Text block:
# Ever meet?



## elaine l (Mar 18, 2007)

I often wonder if any of you actually meet and cook for each other?  When I read some of the delicious sounding meals I wish I could actually enjoy them. I know....make them myself


----------



## Uncle Bob (Mar 18, 2007)

I think we all should meet in New Orleans next year for Mardi Gras or Jazz Fest..Advertisers should take everyone out to dinner 1 nite. Its about 1 year away..So start booking flights and hotels....See ya then!


----------



## QSis (Mar 18, 2007)

Great idea, Uncle Bob!  I've never been to New Orleans and would love to go just to eat may way around it!

I've only met three DC posters, elaine.  Raine and Jim Minion are also competitive BBQ'ers, and I met them on the BBQ circuit.

Andy M. and his SO, Suzanne, came to a BBQ contest where I was competing and looked me up during a horrible rain storm.

I'd love to meet other DC'ers some day.

Lee


----------



## jpmcgrew (Mar 18, 2007)

My fantasy is that we meet in Las Vegas good priced flights and inexpensive hotel packages.Wow how fun to actually meet face to face and so much to talk about.I actually brought it up when the foodtv forum was still alive but got no response.But I think if it was planned well in advance alot of us could actually go.
To me Mari Gras etc would be to busy we would never go anywhere we would be too busy seeing each other.


----------



## Dove (Mar 18, 2007)

*And then there is the rain...
Las Vegas sounds fun...

I have (we..) have had lunch with Kitchenelf in Napa Ca. and with Sierracook in Grass Valley Ca.  Great people.*


----------



## jpmcgrew (Mar 18, 2007)

As much as I hate flying [ and I really hate flying}I would definately want to go .What a blast that would be.At least 3 days but Im sure thats not even long enough to make the rounds with every one.


----------



## Alix (Mar 18, 2007)

Given information:

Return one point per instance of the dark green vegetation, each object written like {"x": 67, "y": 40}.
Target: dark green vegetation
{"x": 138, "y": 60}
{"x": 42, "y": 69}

What the task requires: Resume the forum thread about members meeting face to face, starting with Alix's reply. The material has no connection to the thread.

Expected answer:
OK, I'd like to vote for meeting in Disneyworld. That way if we hate each other we can at least go on rides and scream our guts out. LOL!

I've met tancowgirl, and Poutine. I feel like I know most of you so well though that if we ever did meet there would be squeals of glee and much wine and giggling.


----------



## TATTRAT (Mar 18, 2007)

I know Steve A, and Vagriller, both post here every now and again.

I am all up for a large scale meet and eat! Rides would be awesome, butthat is a tough pic between Mardi gras or Disney(though I liked islands of Adventure better).

I have to look up Buckytom when I am in the City next, and I will be moving to Hawaii in September, and would love to meet Ironchef and Wassabi!


----------



## TATTRAT (Mar 18, 2007)

If ever anything were to materialize out of it, I work for Landmark/Intercontinental hotels, and could get a great deal on a block of rooms, seriously.


----------



## The Z (Mar 18, 2007)

Vegas sounds great to me.  Heh.  I know my way around pretty well, and I could certainly recommend places to eat and/or party that would suit most peoples' needs.  We are a pretty diverse group with at least one thing in common.

OH... I have met jkath.  Ask HER where the DC convention should be held .

And, Alix... there are a few rides and other diversions in Vegas... in case we don't get along (then, again, I could just go home... heh)

Z.


----------



## jpmcgrew (Mar 18, 2007)

Tatratt,Where are these hotels located I think we need a centrally located place that is easy for folks to get to


----------



## Dove (Mar 18, 2007)

*Lets wait for Tat to move and go stay with him...LOL LOL LOl

*


----------



## jpmcgrew (Mar 18, 2007)

For me once Im off the plane Im pretty much fearless and get around quite easily on the ground and the people there dont scare me at all .Its the in the air thing.


----------



## StirBlue (Mar 18, 2007)

You can't seriously believe that all of our DCer's from other countries could possibly car pool to Nevada, Louisiana, California or Florida.  No, NO ..... we must pack our American bags and go visit them!


----------



## TATTRAT (Mar 18, 2007)

> Tatratt,Where are these hotels located I think we need a centrally located place that is easy for folks to get to



every where. They own Holliday Inn(select, sun sprees, express, executive centers), InterContinental, Crowne Plaza(the division I work for), Candlewood Suites, Hotel Indigo, and Staybridge Suites, with locations all around the world.


----------



## TATTRAT (Mar 18, 2007)

StirBlue said:
			
		

> You can't seriously believe that all of our DCer's from other countries could possibly car pool to Nevada, Louisiana, California or Florida.  No, NO ..... we must pack our American bags and go visit them!




That is a GREAT idea too! I will be in France and England in early August, I would love to meet some of our across the pond, DC Fam!


----------



## Dove (Mar 18, 2007)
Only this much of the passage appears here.